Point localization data
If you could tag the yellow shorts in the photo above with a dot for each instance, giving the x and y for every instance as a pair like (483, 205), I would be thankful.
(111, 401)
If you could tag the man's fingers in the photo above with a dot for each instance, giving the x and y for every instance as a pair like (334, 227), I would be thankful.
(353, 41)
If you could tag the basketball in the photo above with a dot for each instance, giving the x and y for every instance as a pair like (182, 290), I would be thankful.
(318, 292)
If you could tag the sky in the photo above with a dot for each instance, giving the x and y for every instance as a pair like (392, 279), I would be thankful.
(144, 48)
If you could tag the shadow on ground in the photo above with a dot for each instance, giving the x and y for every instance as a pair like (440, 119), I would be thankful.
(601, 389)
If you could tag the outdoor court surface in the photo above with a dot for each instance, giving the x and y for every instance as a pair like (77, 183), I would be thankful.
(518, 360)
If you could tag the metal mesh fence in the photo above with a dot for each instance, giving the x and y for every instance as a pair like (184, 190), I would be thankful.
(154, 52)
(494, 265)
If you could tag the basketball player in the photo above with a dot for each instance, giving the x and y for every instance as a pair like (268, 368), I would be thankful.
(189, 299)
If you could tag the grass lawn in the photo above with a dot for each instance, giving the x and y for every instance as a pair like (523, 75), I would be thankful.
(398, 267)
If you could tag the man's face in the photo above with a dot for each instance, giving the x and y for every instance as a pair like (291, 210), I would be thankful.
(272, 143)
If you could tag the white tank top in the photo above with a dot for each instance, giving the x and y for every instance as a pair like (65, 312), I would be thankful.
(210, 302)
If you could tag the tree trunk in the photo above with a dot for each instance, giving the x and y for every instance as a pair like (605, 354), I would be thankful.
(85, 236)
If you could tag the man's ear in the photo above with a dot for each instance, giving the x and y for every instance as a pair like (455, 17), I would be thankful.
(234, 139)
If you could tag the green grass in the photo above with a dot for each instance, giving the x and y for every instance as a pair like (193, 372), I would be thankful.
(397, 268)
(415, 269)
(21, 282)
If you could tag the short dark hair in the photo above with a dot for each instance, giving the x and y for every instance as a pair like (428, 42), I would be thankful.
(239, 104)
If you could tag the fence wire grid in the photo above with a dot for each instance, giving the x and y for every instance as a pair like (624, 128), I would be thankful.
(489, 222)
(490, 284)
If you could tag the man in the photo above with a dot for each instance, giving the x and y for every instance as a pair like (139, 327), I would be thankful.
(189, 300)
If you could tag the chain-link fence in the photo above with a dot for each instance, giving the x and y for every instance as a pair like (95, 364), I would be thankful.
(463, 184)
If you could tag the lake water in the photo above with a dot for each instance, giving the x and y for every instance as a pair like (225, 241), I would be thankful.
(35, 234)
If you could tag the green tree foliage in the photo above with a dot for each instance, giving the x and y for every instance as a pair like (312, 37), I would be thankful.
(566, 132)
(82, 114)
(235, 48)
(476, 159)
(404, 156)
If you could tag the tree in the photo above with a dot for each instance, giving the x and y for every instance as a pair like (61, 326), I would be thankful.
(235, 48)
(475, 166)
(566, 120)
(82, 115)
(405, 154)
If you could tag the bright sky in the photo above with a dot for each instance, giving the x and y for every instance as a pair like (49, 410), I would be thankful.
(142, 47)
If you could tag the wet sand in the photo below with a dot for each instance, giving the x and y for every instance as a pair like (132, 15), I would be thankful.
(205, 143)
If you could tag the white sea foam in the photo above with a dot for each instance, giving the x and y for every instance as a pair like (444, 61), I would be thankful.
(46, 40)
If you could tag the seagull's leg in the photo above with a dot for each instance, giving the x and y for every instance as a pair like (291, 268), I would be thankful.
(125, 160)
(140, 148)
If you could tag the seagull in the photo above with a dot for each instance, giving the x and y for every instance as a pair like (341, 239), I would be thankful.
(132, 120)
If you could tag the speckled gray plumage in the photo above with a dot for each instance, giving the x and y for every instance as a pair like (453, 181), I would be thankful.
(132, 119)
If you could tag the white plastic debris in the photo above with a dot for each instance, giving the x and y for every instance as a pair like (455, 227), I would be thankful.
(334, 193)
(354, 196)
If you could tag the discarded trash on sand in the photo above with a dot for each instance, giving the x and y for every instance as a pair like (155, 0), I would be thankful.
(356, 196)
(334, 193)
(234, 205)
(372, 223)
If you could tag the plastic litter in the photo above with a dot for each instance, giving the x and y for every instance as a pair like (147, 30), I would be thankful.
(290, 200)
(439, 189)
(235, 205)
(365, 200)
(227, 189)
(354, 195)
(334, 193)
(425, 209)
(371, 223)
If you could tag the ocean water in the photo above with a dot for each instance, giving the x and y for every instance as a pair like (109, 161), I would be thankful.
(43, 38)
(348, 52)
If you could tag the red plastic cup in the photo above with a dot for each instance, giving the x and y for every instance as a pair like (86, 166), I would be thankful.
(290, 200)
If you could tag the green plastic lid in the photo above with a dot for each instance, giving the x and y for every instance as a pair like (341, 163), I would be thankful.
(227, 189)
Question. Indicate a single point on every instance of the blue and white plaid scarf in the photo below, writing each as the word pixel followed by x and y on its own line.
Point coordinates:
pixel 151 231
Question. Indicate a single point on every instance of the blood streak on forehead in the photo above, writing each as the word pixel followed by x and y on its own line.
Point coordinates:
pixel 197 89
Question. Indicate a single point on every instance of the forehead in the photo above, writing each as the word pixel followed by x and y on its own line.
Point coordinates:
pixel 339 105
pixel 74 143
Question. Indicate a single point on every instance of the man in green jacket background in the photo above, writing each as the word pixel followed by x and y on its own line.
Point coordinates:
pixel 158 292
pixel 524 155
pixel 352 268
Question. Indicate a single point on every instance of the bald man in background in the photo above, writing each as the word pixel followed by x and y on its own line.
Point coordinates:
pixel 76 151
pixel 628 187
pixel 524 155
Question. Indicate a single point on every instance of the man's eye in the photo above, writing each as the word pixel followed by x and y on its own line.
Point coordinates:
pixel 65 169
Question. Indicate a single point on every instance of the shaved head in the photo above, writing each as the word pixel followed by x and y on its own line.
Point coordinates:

**Requirement**
Retype all the records, matching them exactly.

**Written answer**
If you could tag the yellow shorts in the photo above with a dot for each instance, giving the x and y for every instance as a pair like (483, 205), I would be thankful.
(111, 401)
If you could tag the man's fingers in the photo above with a dot for each instance, giving the x and y for every instance as a pair like (334, 227), I would be thankful.
(353, 41)
If you could tag the basketball in the photo above with a dot for each instance, giving the x and y for every instance as a pair like (182, 290), I would be thankful.
(318, 292)
If you could tag the sky in the photo above with a dot for each instance, giving the x and y for every instance as a pair like (392, 279), I would be thankful.
(144, 48)
If you could tag the shadow on ground in the photo above with a dot for each instance, giving the x and y for every instance as a pair like (440, 119), I would be thankful.
(601, 389)
If you could tag the outdoor court surface in the photo above with a dot for each instance, giving the x and y for every instance as a pair like (77, 183), I would be thankful.
(518, 360)
If you could tag the metal mesh fence in the photo above with a dot for each instance, giving the x and y for every instance as a pair like (184, 190), I would be thankful.
(154, 52)
(494, 265)
If you could tag the basketball player in the photo above with a dot for each instance, giving the x and y for every instance as a pair like (268, 368), I would be thankful.
(189, 299)
If you could tag the grass lawn in the photo above with a dot for each instance, giving the x and y for every instance as a pair like (523, 75), I would be thankful.
(398, 267)
If you could tag the man's face in the photo above with a dot for each instance, giving the x and y for every instance as a pair like (291, 210), I would be thankful.
(272, 143)
If you could tag the white tank top in the photo above with a dot for each instance, giving the x and y for every instance as a pair like (65, 312), I would be thankful.
(210, 302)
If you could tag the tree trunk in the photo above with a dot for each instance, giving the x and y for every instance as a pair like (605, 354), I would be thankful.
(85, 236)
If you could tag the man's ear in the photo above with a dot for each instance, giving the x and y for every instance as a pair like (455, 17), I would be thankful.
(234, 139)
If you could tag the green grass in the photo above with a dot for each instance, giving the x and y for every instance as a pair like (193, 372), I would be thankful.
(397, 268)
(415, 269)
(21, 282)
If you could tag the short dark hair in the photo above with a dot for each instance, giving the x and y for every instance as a pair like (428, 42), I would be thankful.
(239, 104)
If you could tag the fence wire grid in the photo above with a dot for each instance, giving the x and y for every instance as a pair like (624, 128), I would be thankful.
(489, 222)
(490, 284)
If you could tag the man in the photo above with a dot for each instance, giving the x and y for every instance as a pair like (139, 327), I would be thankful.
(189, 300)
If you could tag the chain-link fence in the photo above with a dot for each instance, giving the x and y for every instance as a pair like (95, 364), I would be thankful.
(463, 184)
If you could tag the lake water in the photo above with a dot for each instance, giving the x and y for every instance as a pair like (225, 241), I would be thankful.
(35, 234)
If you could tag the green tree foliage in the photo above with a dot for each instance, giving the x and y for every instance as a pair like (312, 37), I would be thankful.
(566, 132)
(82, 114)
(235, 48)
(476, 159)
(404, 156)
If you could tag the tree in the photo above with a dot for each instance, giving the x and y for every instance as a pair like (61, 326), I would be thankful.
(235, 48)
(475, 166)
(566, 120)
(82, 115)
(405, 154)
If you could tag the bright sky in the photo above with a dot for each instance, giving the x and y for every instance as a pair like (49, 410), I would be thankful.
(142, 47)
If you could tag the wet sand in the photo below with a dot for each instance, giving the x and y for every instance as a pair like (132, 15), I would be thankful.
(205, 143)
If you could tag the white sea foam in the photo above with a dot for each instance, giving the x and y for every instance as a pair like (444, 61), I would be thankful.
(46, 40)
If you could tag the seagull's leg in the photo above with a dot for each instance, giving the x and y for every instance as a pair like (291, 268), I would be thankful.
(125, 160)
(140, 148)
If you could tag the seagull in the photo above with a dot for each instance, giving the x and y for every instance as a pair like (341, 239), I would be thankful.
(132, 120)
If you could tag the speckled gray plumage in the photo above with a dot for each instance, giving the x and y for every instance as a pair like (453, 181), I would be thankful.
(132, 119)
If you could tag the white plastic debris in the photo above with a dot for each instance, giving the x and y for every instance as a pair like (455, 227), I would be thankful.
(334, 193)
(354, 196)
If you could tag the discarded trash on sand in the photo above with a dot for each instance, giving the x and y for every instance as a pair like (155, 0), I would be thankful.
(356, 196)
(334, 193)
(234, 205)
(372, 223)
If you could tag the plastic litter in the photo above with a dot for each instance, giving the x and y for every instance as a pair like (147, 30), I would be thankful.
(290, 200)
(439, 189)
(235, 205)
(365, 200)
(227, 189)
(354, 195)
(334, 193)
(425, 209)
(371, 223)
If you could tag the ocean water in the photo above with a dot for each instance, giving the x and y for every instance as a pair like (109, 161), I would be thankful.
(43, 38)
(348, 52)
If you could tag the red plastic cup in the photo above with a dot for each instance, giving the x and y for every instance as a pair like (86, 166), I would be thankful.
(290, 200)
If you could tag the green plastic lid in the photo above with a dot for each instance, giving the x and y for every instance as a pair like (341, 163), I would be thankful.
(227, 189)
Question. Indicate a single point on every instance of the blue and white plaid scarf in the photo below, writing each as the word pixel followed by x and y on its own line.
Point coordinates:
pixel 151 231
Question. Indicate a single point on every instance of the blood streak on forehead in the photo above, writing each as the word pixel followed by x and y on its own line.
Point coordinates:
pixel 197 89
Question. Indicate a single point on every instance of the forehead in the photo above, writing each as the word pixel followed by x and y on its own line.
Point coordinates:
pixel 339 105
pixel 74 143
Question. Indicate a single point on every instance of the man in green jacket background in the photo above, writing each as the word pixel followed by x and y on its own line.
Point coordinates:
pixel 158 292
pixel 524 155
pixel 352 268
Question. Indicate a single point on every instance of the bald man in background in the photo above, writing each as the word pixel followed by x and y on its own line.
Point coordinates:
pixel 76 151
pixel 628 187
pixel 524 155
Question. Indicate a single point on every instance of the man's eye in the photo above, writing each as the word pixel followed by x and y on its own line.
Point coordinates:
pixel 65 169
Question. Indicate a single point on every instance of the shaved head in the photo above, writing each as the word pixel followed by x and y on its own line.
Point coordinates:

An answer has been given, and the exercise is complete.